Dataset records:
- Opening Delimiter -
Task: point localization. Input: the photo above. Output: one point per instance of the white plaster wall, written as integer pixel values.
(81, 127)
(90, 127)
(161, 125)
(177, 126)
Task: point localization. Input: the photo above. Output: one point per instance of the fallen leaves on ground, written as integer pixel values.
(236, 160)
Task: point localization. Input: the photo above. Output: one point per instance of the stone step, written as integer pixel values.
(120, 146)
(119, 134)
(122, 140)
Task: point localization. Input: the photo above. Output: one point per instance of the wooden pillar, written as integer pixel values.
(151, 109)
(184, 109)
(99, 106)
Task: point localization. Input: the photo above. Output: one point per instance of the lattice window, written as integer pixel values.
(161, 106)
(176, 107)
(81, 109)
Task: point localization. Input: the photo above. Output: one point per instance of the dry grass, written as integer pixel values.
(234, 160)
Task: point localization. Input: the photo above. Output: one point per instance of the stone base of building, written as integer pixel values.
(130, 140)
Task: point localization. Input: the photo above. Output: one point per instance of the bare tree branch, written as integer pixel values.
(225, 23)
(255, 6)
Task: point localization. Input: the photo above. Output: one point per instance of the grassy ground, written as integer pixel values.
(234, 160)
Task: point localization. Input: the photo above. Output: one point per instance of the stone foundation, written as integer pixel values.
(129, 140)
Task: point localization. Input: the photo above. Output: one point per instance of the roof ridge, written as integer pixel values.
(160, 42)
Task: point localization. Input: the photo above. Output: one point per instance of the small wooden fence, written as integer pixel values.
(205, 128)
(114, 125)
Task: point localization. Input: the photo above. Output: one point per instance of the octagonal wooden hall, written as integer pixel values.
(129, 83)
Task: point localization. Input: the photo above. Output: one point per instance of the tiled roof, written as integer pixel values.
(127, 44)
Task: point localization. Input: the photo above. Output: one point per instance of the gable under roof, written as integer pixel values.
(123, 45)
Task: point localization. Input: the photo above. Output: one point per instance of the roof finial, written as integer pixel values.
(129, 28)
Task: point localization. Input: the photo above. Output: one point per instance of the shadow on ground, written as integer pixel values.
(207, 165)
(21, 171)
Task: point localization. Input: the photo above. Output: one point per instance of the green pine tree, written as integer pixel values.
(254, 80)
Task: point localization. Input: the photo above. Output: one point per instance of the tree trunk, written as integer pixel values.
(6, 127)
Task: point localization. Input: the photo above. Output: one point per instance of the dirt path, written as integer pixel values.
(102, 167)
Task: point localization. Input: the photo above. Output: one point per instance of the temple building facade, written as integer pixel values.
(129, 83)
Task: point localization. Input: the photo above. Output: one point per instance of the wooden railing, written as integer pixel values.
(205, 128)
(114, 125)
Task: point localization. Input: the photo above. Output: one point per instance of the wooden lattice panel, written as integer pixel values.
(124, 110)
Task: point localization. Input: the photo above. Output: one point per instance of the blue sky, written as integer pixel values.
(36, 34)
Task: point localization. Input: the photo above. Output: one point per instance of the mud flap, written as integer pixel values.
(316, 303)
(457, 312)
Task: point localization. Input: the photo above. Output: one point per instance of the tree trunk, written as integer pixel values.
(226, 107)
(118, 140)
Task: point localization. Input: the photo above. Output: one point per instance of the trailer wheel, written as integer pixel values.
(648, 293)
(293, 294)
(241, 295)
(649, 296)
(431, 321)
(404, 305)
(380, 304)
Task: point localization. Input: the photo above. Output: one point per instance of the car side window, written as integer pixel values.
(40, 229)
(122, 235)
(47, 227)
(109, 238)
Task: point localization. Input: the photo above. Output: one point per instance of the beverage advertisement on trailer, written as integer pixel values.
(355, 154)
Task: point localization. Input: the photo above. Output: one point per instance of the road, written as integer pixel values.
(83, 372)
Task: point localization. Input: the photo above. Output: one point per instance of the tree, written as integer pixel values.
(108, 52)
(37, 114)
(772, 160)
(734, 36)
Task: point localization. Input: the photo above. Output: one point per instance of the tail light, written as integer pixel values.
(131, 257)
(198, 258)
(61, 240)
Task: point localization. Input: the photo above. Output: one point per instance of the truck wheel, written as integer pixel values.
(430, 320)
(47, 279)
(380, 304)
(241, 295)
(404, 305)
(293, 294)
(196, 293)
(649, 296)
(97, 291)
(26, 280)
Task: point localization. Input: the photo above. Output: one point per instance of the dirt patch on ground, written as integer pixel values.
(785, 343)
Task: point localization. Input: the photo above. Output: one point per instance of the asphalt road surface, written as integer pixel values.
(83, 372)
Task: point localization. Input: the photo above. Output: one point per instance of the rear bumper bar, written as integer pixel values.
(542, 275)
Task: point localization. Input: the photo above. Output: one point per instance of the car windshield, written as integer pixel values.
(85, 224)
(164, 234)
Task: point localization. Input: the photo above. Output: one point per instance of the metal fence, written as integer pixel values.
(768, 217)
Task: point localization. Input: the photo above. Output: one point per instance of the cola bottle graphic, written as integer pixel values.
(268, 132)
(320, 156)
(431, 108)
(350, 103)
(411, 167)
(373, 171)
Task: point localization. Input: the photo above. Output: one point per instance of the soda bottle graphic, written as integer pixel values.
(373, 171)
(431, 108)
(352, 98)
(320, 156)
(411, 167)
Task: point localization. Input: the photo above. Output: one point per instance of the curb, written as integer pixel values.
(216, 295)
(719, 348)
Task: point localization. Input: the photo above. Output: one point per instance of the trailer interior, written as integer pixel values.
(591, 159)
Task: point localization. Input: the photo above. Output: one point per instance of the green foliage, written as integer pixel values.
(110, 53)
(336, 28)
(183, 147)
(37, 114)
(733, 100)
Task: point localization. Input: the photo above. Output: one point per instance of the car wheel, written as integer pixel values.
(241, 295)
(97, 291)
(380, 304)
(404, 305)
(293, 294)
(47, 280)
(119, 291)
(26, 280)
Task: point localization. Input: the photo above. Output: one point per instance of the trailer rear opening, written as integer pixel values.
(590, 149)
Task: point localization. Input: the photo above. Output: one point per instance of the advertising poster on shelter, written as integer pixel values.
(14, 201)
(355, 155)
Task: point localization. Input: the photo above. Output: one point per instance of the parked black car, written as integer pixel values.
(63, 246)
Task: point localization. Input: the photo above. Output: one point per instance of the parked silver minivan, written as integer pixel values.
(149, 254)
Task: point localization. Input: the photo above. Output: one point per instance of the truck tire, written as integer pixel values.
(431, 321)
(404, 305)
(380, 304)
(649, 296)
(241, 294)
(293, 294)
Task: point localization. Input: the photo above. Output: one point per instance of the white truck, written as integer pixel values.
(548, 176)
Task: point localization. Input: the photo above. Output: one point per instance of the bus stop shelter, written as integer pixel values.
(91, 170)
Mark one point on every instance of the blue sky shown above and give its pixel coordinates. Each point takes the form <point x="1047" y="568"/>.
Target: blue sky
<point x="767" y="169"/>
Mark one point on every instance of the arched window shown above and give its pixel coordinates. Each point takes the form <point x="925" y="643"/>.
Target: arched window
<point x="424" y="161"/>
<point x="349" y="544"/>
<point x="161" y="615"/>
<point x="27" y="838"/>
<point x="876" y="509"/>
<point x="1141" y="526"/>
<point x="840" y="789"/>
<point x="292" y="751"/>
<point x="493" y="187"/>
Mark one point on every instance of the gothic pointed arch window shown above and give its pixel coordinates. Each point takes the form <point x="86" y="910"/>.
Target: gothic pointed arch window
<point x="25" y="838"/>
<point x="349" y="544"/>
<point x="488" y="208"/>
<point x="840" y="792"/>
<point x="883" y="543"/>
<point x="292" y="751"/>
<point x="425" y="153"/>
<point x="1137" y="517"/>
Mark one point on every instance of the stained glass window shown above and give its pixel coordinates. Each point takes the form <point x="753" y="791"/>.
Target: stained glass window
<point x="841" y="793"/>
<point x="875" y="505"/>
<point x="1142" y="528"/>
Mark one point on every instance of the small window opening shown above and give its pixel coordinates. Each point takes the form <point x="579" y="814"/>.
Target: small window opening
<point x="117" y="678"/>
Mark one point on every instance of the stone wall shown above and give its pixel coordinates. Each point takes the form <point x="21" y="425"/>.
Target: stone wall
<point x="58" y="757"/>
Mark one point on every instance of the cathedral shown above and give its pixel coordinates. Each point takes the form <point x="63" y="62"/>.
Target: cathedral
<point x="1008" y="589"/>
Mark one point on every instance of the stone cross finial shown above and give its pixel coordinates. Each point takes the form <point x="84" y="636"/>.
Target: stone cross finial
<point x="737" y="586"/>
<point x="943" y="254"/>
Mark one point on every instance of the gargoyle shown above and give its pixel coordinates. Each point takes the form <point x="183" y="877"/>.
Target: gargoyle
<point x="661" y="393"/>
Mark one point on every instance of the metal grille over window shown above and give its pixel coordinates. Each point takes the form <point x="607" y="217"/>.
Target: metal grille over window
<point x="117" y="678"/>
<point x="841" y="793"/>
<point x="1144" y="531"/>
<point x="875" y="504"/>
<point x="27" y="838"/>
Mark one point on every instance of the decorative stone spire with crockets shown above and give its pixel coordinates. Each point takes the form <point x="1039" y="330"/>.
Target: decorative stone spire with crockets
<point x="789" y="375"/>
- Closing Delimiter -
■ **WORK TO BE COMPLETED**
Every line above from the line with "Target: gargoyle" to the line with "Mark one point on every instance of the metal" is wanted, ends included; write them out exactly and add no other line.

■ **TASK RESPONSE**
Target: gargoyle
<point x="661" y="393"/>
Mark one point on every instance of the metal grille over window shown above and give its pixel coordinates. Each point takes the form <point x="607" y="217"/>.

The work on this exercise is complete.